** begin DOCUMENT TEXT **

On 19 December 2019 the Advocate General with the European Court of Justice ("ECJ") Mr. Henrik Saugmandsgaard Øe published his opinion in the case "Data Protection Commissioner v Facebook Ireland Limited, Maximillian Schrems" (case C-311/18; "Schrems II"). Companies transferring personal data to countries outside of the EU ("third countries"; "international data transfers") should pay particular attention to this case. In the future, a data protection supervisory authority ("DPA") could prohibit international data transfers although Standard Contractual Clauses ("SCC") have been agreed upon (and complied with). This could also impact other safeguards in the context of international data transfers (e.g. Binding Corporate Rules; "BCR").
This opinion is marked by numerous procedural questions as well as procedural directions. From a practical point of view, the following short term take away is relevant:
The Advocate General recommends the ECJ to continue to consider the decision of 5 February 2010 (2010/87/EU; "Decision 2010/87/EU") on the applicability of SCC to be lawful. The Advocate General sees no reason - regarding the present proceedings - to declare the Decision 2010/87/EU invalid.

** end DOCUMENT TEXT **

## WRITTEN PROBLEM
According to the text on the Schrems II opinion, on what date did the Advocate General publish his opinion?

** begin PROVIDED INFORMATION **

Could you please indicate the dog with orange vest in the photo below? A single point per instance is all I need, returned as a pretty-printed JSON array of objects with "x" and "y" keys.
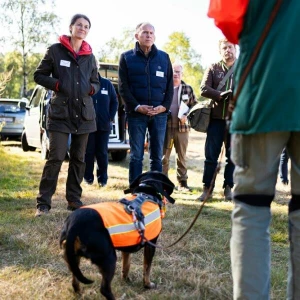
[{"x": 96, "y": 231}]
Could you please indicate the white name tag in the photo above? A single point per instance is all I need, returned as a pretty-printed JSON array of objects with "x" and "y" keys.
[
  {"x": 159, "y": 73},
  {"x": 65, "y": 63}
]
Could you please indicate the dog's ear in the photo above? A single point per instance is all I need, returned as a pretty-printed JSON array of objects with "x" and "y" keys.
[{"x": 167, "y": 186}]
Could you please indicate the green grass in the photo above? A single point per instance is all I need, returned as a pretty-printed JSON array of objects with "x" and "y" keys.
[{"x": 198, "y": 267}]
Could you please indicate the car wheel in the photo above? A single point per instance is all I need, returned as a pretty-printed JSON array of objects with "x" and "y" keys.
[
  {"x": 45, "y": 146},
  {"x": 118, "y": 155},
  {"x": 24, "y": 143}
]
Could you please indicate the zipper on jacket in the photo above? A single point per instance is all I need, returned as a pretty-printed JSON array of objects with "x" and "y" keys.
[{"x": 148, "y": 78}]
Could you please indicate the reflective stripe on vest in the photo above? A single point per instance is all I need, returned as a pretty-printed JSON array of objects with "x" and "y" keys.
[{"x": 120, "y": 224}]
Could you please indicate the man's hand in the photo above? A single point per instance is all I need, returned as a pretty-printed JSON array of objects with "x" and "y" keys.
[
  {"x": 183, "y": 119},
  {"x": 144, "y": 109},
  {"x": 156, "y": 110},
  {"x": 226, "y": 95}
]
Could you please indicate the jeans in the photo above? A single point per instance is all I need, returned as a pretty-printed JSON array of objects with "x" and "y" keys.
[
  {"x": 97, "y": 147},
  {"x": 137, "y": 127},
  {"x": 283, "y": 166},
  {"x": 213, "y": 145}
]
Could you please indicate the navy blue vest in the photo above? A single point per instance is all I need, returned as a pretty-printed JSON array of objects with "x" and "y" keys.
[{"x": 147, "y": 76}]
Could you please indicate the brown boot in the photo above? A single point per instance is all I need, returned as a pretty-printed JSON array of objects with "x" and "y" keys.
[
  {"x": 205, "y": 194},
  {"x": 183, "y": 187},
  {"x": 227, "y": 193}
]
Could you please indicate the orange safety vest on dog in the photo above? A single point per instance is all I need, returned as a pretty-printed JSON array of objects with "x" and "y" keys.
[{"x": 120, "y": 224}]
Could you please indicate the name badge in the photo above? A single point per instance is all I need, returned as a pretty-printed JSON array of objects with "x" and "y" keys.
[
  {"x": 159, "y": 73},
  {"x": 65, "y": 63}
]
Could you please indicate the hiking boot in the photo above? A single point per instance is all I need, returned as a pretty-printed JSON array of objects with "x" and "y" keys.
[
  {"x": 73, "y": 205},
  {"x": 41, "y": 210},
  {"x": 227, "y": 193},
  {"x": 205, "y": 194},
  {"x": 183, "y": 187},
  {"x": 87, "y": 182}
]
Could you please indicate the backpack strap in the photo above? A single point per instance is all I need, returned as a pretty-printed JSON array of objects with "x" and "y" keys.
[{"x": 223, "y": 81}]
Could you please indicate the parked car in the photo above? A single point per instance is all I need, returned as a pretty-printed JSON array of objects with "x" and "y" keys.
[
  {"x": 35, "y": 135},
  {"x": 12, "y": 113}
]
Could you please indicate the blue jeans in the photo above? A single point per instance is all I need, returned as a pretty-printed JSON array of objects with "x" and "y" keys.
[
  {"x": 283, "y": 166},
  {"x": 97, "y": 147},
  {"x": 213, "y": 145},
  {"x": 137, "y": 127}
]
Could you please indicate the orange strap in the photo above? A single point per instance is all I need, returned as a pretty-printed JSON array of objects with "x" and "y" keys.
[{"x": 229, "y": 16}]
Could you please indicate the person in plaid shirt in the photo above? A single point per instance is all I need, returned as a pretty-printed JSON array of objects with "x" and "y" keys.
[{"x": 177, "y": 132}]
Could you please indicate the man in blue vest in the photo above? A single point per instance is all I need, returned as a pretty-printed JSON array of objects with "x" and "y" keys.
[{"x": 146, "y": 87}]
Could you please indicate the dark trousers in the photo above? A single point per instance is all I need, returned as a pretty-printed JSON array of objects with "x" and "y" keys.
[
  {"x": 283, "y": 166},
  {"x": 58, "y": 149},
  {"x": 213, "y": 144},
  {"x": 137, "y": 127},
  {"x": 97, "y": 147}
]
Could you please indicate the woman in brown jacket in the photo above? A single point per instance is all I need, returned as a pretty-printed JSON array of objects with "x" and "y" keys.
[{"x": 69, "y": 69}]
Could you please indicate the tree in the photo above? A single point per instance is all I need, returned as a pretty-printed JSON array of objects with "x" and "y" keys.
[
  {"x": 13, "y": 60},
  {"x": 179, "y": 49},
  {"x": 112, "y": 50},
  {"x": 5, "y": 77},
  {"x": 28, "y": 26}
]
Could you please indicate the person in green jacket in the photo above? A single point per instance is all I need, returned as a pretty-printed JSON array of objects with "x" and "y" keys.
[{"x": 264, "y": 121}]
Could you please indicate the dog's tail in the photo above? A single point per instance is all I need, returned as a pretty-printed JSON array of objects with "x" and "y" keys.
[{"x": 71, "y": 247}]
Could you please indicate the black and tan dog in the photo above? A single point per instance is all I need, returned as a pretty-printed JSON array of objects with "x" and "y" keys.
[{"x": 96, "y": 231}]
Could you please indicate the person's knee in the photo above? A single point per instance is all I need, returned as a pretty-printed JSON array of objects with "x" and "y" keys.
[
  {"x": 255, "y": 200},
  {"x": 294, "y": 203}
]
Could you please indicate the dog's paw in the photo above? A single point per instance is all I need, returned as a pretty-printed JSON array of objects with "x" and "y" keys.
[
  {"x": 150, "y": 285},
  {"x": 126, "y": 279}
]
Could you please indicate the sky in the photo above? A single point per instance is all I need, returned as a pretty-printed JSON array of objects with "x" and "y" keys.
[{"x": 110, "y": 18}]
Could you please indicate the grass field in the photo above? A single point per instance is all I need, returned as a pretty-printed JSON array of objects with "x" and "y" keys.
[{"x": 198, "y": 267}]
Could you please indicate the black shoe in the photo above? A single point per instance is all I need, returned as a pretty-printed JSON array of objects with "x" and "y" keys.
[
  {"x": 41, "y": 210},
  {"x": 73, "y": 205},
  {"x": 87, "y": 182},
  {"x": 183, "y": 187},
  {"x": 227, "y": 193},
  {"x": 205, "y": 194}
]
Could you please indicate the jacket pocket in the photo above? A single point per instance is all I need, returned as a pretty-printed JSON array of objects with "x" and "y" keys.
[
  {"x": 88, "y": 111},
  {"x": 58, "y": 109}
]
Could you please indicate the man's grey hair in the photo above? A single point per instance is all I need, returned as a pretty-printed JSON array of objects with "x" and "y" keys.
[{"x": 141, "y": 25}]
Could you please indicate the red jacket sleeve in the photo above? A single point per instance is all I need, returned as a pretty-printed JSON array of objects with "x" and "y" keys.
[{"x": 229, "y": 16}]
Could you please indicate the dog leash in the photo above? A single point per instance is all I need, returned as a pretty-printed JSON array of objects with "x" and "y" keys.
[{"x": 231, "y": 106}]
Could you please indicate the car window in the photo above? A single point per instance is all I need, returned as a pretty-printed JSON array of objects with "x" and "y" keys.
[
  {"x": 35, "y": 101},
  {"x": 10, "y": 107}
]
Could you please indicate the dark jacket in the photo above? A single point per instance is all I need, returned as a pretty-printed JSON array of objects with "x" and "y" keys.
[
  {"x": 106, "y": 104},
  {"x": 73, "y": 78},
  {"x": 211, "y": 79},
  {"x": 186, "y": 95},
  {"x": 145, "y": 80}
]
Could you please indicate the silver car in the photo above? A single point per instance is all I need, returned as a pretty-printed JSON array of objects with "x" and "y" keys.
[{"x": 12, "y": 114}]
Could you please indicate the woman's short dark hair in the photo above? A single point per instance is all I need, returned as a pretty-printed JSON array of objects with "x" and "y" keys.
[{"x": 78, "y": 16}]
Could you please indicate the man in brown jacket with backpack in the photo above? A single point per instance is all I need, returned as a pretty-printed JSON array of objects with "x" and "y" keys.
[{"x": 216, "y": 80}]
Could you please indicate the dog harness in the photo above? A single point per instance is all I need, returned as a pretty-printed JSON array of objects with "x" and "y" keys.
[{"x": 124, "y": 225}]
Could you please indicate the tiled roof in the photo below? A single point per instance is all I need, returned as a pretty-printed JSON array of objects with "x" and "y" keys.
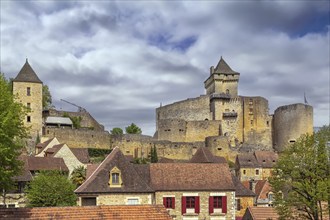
[
  {"x": 241, "y": 190},
  {"x": 264, "y": 159},
  {"x": 260, "y": 213},
  {"x": 27, "y": 74},
  {"x": 81, "y": 154},
  {"x": 204, "y": 155},
  {"x": 136, "y": 212},
  {"x": 223, "y": 67},
  {"x": 45, "y": 163},
  {"x": 190, "y": 176},
  {"x": 98, "y": 181}
]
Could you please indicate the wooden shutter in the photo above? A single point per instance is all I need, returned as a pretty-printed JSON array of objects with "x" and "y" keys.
[
  {"x": 211, "y": 208},
  {"x": 196, "y": 204},
  {"x": 224, "y": 204},
  {"x": 183, "y": 205}
]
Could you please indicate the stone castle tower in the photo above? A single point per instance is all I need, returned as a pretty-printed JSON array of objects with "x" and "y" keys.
[{"x": 28, "y": 89}]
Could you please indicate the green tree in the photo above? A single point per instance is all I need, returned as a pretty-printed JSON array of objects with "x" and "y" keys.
[
  {"x": 133, "y": 129},
  {"x": 12, "y": 132},
  {"x": 46, "y": 98},
  {"x": 301, "y": 178},
  {"x": 78, "y": 175},
  {"x": 51, "y": 188},
  {"x": 117, "y": 131}
]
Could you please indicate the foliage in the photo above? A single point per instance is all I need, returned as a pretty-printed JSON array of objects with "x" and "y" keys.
[
  {"x": 12, "y": 131},
  {"x": 51, "y": 188},
  {"x": 301, "y": 177},
  {"x": 133, "y": 129},
  {"x": 46, "y": 98},
  {"x": 78, "y": 175},
  {"x": 153, "y": 155},
  {"x": 117, "y": 131}
]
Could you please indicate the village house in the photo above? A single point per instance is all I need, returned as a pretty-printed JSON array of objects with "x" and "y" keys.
[
  {"x": 187, "y": 190},
  {"x": 255, "y": 166}
]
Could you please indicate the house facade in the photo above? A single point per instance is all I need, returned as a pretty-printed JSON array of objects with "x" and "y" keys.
[{"x": 188, "y": 190}]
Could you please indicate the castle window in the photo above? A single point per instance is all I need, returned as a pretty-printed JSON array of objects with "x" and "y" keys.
[{"x": 115, "y": 179}]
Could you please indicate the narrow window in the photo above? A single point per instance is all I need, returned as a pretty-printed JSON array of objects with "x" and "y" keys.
[
  {"x": 115, "y": 178},
  {"x": 169, "y": 202}
]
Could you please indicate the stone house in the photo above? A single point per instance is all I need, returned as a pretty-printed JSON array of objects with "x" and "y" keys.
[
  {"x": 32, "y": 165},
  {"x": 255, "y": 166},
  {"x": 187, "y": 190}
]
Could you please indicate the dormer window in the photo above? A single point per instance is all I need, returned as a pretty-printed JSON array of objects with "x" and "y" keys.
[{"x": 115, "y": 179}]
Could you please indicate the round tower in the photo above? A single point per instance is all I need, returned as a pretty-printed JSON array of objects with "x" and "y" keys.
[
  {"x": 28, "y": 89},
  {"x": 290, "y": 122}
]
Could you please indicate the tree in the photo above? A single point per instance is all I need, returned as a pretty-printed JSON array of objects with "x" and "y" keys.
[
  {"x": 133, "y": 129},
  {"x": 12, "y": 132},
  {"x": 78, "y": 175},
  {"x": 46, "y": 98},
  {"x": 117, "y": 131},
  {"x": 301, "y": 178},
  {"x": 51, "y": 188}
]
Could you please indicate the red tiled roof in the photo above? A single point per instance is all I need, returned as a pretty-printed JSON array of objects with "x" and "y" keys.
[
  {"x": 190, "y": 176},
  {"x": 136, "y": 212},
  {"x": 260, "y": 213},
  {"x": 81, "y": 154}
]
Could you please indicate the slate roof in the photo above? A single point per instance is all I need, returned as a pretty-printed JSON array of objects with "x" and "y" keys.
[
  {"x": 223, "y": 67},
  {"x": 116, "y": 212},
  {"x": 204, "y": 155},
  {"x": 264, "y": 159},
  {"x": 241, "y": 190},
  {"x": 81, "y": 154},
  {"x": 260, "y": 213},
  {"x": 98, "y": 181},
  {"x": 27, "y": 74},
  {"x": 190, "y": 176}
]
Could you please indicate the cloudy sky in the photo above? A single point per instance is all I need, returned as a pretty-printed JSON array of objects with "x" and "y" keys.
[{"x": 120, "y": 60}]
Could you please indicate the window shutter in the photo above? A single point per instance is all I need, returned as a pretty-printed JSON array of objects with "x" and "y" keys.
[
  {"x": 211, "y": 208},
  {"x": 224, "y": 204},
  {"x": 197, "y": 204},
  {"x": 183, "y": 205}
]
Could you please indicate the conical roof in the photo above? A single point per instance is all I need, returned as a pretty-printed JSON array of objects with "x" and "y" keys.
[
  {"x": 223, "y": 67},
  {"x": 27, "y": 74}
]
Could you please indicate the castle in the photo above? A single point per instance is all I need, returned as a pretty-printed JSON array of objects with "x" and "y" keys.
[{"x": 220, "y": 120}]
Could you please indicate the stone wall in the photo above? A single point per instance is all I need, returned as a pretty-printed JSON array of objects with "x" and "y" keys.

** end PROVIDED INFORMATION **

## REPLY
19 December 2019